Your objective:
Your copy should hold every record verbatim and none of the pictures.

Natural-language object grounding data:
..............................
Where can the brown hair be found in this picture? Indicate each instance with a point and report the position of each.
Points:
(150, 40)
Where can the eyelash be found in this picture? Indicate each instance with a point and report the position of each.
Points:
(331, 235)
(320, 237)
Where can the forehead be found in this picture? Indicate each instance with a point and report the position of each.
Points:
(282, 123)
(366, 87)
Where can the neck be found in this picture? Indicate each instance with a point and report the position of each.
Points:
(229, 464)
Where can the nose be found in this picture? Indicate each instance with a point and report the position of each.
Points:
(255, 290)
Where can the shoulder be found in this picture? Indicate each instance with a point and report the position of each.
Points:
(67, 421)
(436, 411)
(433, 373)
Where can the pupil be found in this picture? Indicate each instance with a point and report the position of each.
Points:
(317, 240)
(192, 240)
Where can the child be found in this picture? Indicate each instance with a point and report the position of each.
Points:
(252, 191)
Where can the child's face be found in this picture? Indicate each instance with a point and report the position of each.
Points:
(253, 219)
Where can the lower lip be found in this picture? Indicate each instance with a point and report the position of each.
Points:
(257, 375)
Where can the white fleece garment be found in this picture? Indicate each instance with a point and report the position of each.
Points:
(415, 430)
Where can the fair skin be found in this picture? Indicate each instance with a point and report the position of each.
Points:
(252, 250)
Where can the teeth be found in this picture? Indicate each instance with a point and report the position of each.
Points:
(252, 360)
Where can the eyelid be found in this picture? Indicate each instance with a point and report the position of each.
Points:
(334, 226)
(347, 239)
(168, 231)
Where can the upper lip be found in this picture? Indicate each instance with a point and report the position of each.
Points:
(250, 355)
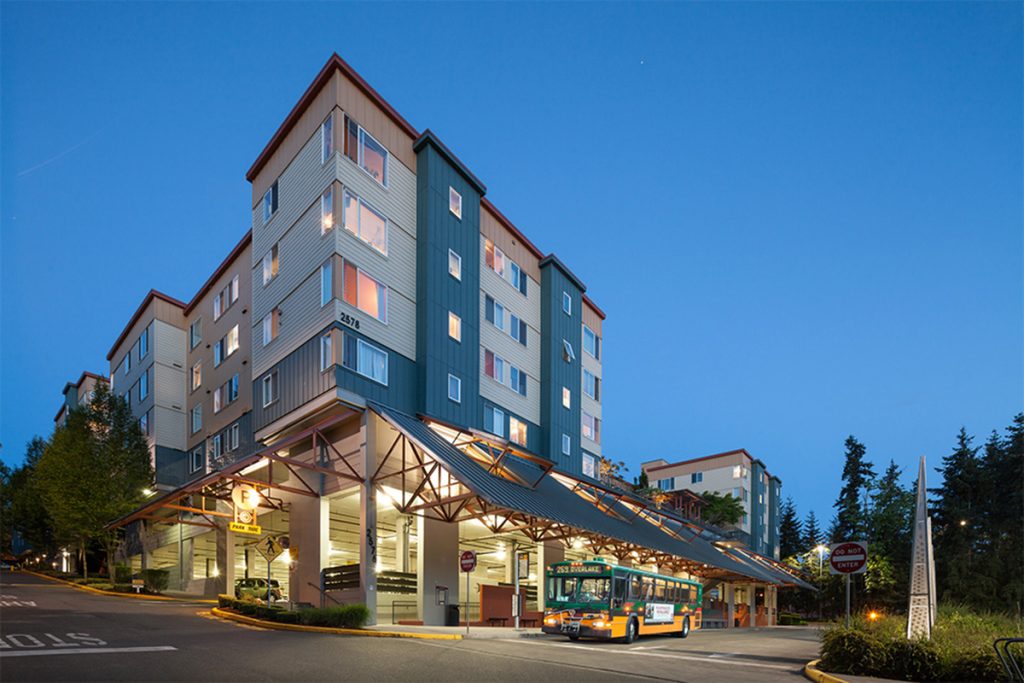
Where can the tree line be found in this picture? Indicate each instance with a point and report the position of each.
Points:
(94, 468)
(977, 516)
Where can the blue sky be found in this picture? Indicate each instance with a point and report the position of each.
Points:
(803, 220)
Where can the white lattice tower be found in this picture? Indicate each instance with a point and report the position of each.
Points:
(922, 612)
..............................
Written reply:
Where can the brown hair be found in this picture? Indicate each instance with a point and report the position of each.
Points:
(150, 40)
Where can the eyelash be found in this picture? Indicate each instance with a point and report the position of each.
Points:
(331, 235)
(320, 237)
Where can the forehead be found in this picture? Indicate each instance with a point and report the position of each.
Points:
(282, 123)
(366, 87)
Where can the neck be found in this picture? Indicate each instance with a point and report the position of each.
Points:
(229, 464)
Where can the nose be found in this picture? Indicate each instance with a point and report the position of each.
Points:
(255, 290)
Where can the shoulder be found in this picture? Indicate each instance with a point and report the position of each.
Points:
(67, 421)
(436, 411)
(433, 373)
Where can the pupil be found in this picture? Indicate each instance with a point and report the position of each.
Points:
(317, 240)
(192, 240)
Where can the child be found in this picture? Indicate each instance with a point and report the position of each.
Points:
(252, 191)
Where can the child's face be found in this picture? Indicate each instance with a point and report the position of each.
Points:
(253, 219)
Where can the lower lip be found in this picture? Indicate each instance with a point and report the position of each.
Points:
(257, 375)
Where can the white fleece garment be found in this picture? Indicate each instance with a point and report the position of each.
Points:
(415, 430)
Where can the fair skin be found in this picture? Indicate each instance with a point and report the position of each.
Points:
(252, 250)
Where can the teeth be found in this picture? Indicate each instance with a point and report the position of each.
Points:
(252, 360)
Where can the eyelid be found in this picture? Indicate each instance with a point and report the position of each.
Points:
(334, 226)
(347, 239)
(168, 231)
Where can the upper lip be found in this picture? Indicate each instance with a point and report the position of each.
Points:
(250, 355)
Where can the tree line be found in this picture? Indicate each instance with a point and report the position of each.
Points:
(94, 468)
(977, 516)
Where can the blue sky be found in this picture? Indicate each instance with a point and report the position of each.
Points:
(803, 220)
Where can the white lattice tower be found in this picture? Indicate each instance with a point and report the position of each.
Points:
(922, 612)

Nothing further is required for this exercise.